> **SELECTED EXCERPT**
↓
Stirling Engine Manual Lathe/Mill Assembly

To obtain my manual machining certificate I had to machine a Stirling engine assembly from scratch on only manual machines. The Stirling engine can be powered by any heat source, and can run reliably with proper lubrication without producing any waste or pollution, by using heat expansion in a displacer cylinder to push air to the power cylinder.

Excluding fasteners (36)
the entire assembly consists of 28 pieces.
Excluding the cast bronze flywheel and precision ground drill rod, everything was machined from billet material.

The material type for the machined pieces include silicone bronze, C36000 brass, 6061 aluminum, graphite, 1018 mild steel, 303 stainless steel, and M1 high speed steel.
The tolerances for these pieces vary quite wildly, and can be separated into tight, medium, and loose categories.

Starting with loose tolerance components are the base and the bulkhead pillars.
The base is a sheet of 1/2" thick aluminum onto which all other components are mounted, sized and drilled on a manual mill. The bulkhead pillars are turned on a lathe out of round aluminum stock.

Next are the flywheel base and pillars.
Milled out of 1018 mild steel, these pieces allow for the mounting of the flywheel. The pillars need a counterbore for the roller bearings, but at 1/2" the tooling was fairly simple.

The flywheel axle is a 1/4" drill rod blank turned to length.
The outside diameter tolerance was already in place, so some mild sanding to get it to fit through the roller bearings was minimal effort.
↑
> **WHAT YOU NEED TO DO**
[a] List every material the Stirling engine write-up gives for the machined pieces.
[b] Summarize the Stirling engine write-up in two sentences.
[c] Write the next part of the Stirling engine write-up, continuing after its final sentence.
The rows after this are separate material, not part of the Stirling engine write-up.

> **ENTRIES PROVIDED**
↓
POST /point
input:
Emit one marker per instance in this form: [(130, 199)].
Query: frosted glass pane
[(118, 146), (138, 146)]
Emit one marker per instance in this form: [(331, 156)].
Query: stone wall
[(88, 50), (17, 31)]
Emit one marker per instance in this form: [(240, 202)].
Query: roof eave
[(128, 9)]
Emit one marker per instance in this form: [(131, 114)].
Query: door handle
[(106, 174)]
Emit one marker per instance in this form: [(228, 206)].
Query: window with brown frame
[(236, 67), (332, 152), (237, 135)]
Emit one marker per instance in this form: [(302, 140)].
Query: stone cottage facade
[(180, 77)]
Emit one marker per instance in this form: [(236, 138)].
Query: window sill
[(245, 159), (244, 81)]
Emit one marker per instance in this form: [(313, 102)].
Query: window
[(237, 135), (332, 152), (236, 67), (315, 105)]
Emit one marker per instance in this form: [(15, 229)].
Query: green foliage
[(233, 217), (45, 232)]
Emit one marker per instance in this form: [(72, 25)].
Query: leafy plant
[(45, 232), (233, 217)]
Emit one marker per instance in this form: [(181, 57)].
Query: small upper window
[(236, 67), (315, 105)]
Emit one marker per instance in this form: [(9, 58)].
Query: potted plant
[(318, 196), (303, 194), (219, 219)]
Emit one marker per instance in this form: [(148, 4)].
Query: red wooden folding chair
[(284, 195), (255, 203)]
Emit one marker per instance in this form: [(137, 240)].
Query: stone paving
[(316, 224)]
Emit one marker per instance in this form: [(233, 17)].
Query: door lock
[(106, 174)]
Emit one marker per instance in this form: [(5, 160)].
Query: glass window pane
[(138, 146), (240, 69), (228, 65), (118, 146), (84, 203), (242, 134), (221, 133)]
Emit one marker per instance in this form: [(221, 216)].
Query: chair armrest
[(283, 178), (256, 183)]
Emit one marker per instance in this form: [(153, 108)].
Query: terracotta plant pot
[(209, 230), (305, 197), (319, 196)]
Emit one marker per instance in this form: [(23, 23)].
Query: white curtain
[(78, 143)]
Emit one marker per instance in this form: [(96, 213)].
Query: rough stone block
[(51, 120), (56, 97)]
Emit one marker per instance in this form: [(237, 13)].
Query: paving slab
↑
> **OUTPUTS**
[a] silicone bronze, C36000 brass, 6061 aluminum, graphite, 1018 mild steel, 303 stainless steel, M1 high speed steel

[b] To earn a manual machining certificate, the writer built a 28-piece Stirling engine assembly from scratch on manual machines, with nearly everything except the cast bronze flywheel and ground drill rod machined from billet material. The pieces fall into tight, medium, and loose tolerance categories, and the loose-tolerance parts described so far include the aluminum base, the aluminum bulkhead pillars, the mild steel flywheel base and pillars, and the drill-rod flywheel axle.

[c]
And finally are the rods that connect the flywheel cranks to the piston and displacer.
These high speed steel blanks only require outside diameter threads, turned to length.

Moving on to medium tolerances, we have the cranks which turn the flywheel. Turned from round 1018 stock, they require two reamed holes. One allows for a slip fit and set screw over the flywheel axle, and the other allows for press fit of the pins that the brass rod ends fit over.

The brass piston/crank rod ends and rod/yoke ends are next. Hand tapping 2-56 was the trickiest bit. The rest of the operations were fairly familiar to me, as I've made mating joints like this for Laika Studios in the past.

The flywheel itself was actually fairly challenging, despite only have a few toleranced features.
I elected for a bronze casting over a piece of round billet 1018 steel. Though the setups to face and turn the casting were very time consuming, it turned out looking fantastic, and really set my engine apart from ones that other students had made.
One reamed hole for slip fit onto the axle and one set screw hole to fasten it to the axle.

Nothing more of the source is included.